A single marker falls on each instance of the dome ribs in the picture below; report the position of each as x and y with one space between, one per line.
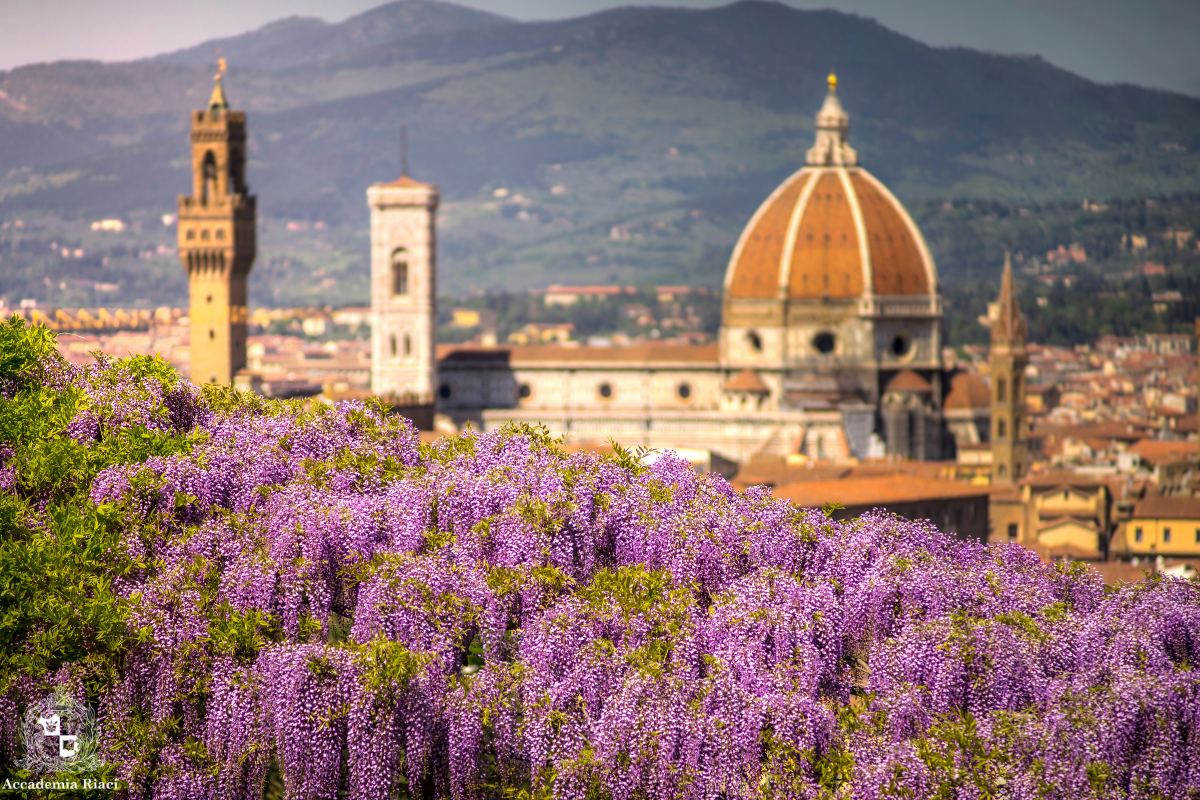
755 272
826 260
897 258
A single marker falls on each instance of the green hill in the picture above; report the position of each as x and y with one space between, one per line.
633 144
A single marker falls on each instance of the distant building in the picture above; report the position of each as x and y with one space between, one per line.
829 342
217 241
403 287
1168 343
1057 515
1008 359
954 506
570 295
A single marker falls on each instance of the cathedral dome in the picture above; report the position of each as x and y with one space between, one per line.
832 230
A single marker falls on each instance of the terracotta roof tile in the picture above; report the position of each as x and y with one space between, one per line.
1158 506
967 391
701 355
909 382
748 380
1153 451
405 181
870 492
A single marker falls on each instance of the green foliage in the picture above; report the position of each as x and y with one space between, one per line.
388 667
59 552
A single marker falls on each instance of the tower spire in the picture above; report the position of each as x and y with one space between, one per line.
403 151
219 100
832 146
1008 358
1008 328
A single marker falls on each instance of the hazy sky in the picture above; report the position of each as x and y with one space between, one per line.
1149 42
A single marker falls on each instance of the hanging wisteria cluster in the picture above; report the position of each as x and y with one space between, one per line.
327 605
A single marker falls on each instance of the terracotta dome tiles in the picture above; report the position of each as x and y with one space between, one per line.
756 274
897 258
826 260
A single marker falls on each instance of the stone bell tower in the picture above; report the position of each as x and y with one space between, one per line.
1008 356
217 240
403 288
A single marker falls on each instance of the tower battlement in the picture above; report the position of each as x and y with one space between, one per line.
217 240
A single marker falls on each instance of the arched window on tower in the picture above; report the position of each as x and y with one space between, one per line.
400 272
209 190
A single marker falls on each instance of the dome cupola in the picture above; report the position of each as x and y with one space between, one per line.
831 232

Exercise directions: Give back the entries verbatim but drop every picture.

Reply:
A single marker falls on each instance of the dome ribs in the picture below; report the position of each as x and y with one space between, one per line.
755 272
826 260
897 258
A single marker falls on each instance of the green hill in the picture above; report the position of each as x and y with one space between, one per line.
633 144
A single marker falls on each instance of the distant building in the picture above; report the position of each as x and y with one space between, one per line.
829 342
217 241
403 287
1168 343
1057 515
1008 359
954 506
570 295
A single marker falls on each instance of the cathedral dome in the picture above; report the position of each as x and y with one space between, one per line.
832 230
A single marker falls on each instance of the terracotta roof tile in the picture above; report the position of each as x and y with one space between, one per line.
1158 506
967 391
701 355
909 382
748 380
1153 451
405 181
870 492
A single marker falls on each instance of the green foliage in the picture above; report the position of each as x and y with one space between, one per line.
388 667
59 552
A single marker falls on each instance of the tower spire in the picture above; report the position of each as x and y with one space between, one per line.
403 151
219 100
832 146
1008 358
1008 328
A single marker falls on each instance of the hazy sky in the picture above; report the position of each as x and y with one space between, one per line.
1149 42
A single marker falls on each instance of the hanging wisteria cluster in the picture above; report the position of each as x and y with one space between, one per line.
327 605
A single marker falls on each instance of the terracotta dome tiles in the picture above; report the position of each as x and y with one space between, one per line.
756 274
897 258
826 260
A single marker falls on each instance of the stone bell tower in the picture above; report the position of each as x and y with one space between, one per line.
1008 356
217 240
403 288
A single marker falls on each instance of the tower battlement in the picture above; report the position of each as x and y with one space between, one per line.
217 240
A single marker falls on each instance of the arched window on tower in the picture above; report the position of each as x and y with one space between, one per line.
400 272
209 190
A single marker falls on each instance of the dome cupola in the picture above; report the position of each as x and y with one space between, one per line.
831 232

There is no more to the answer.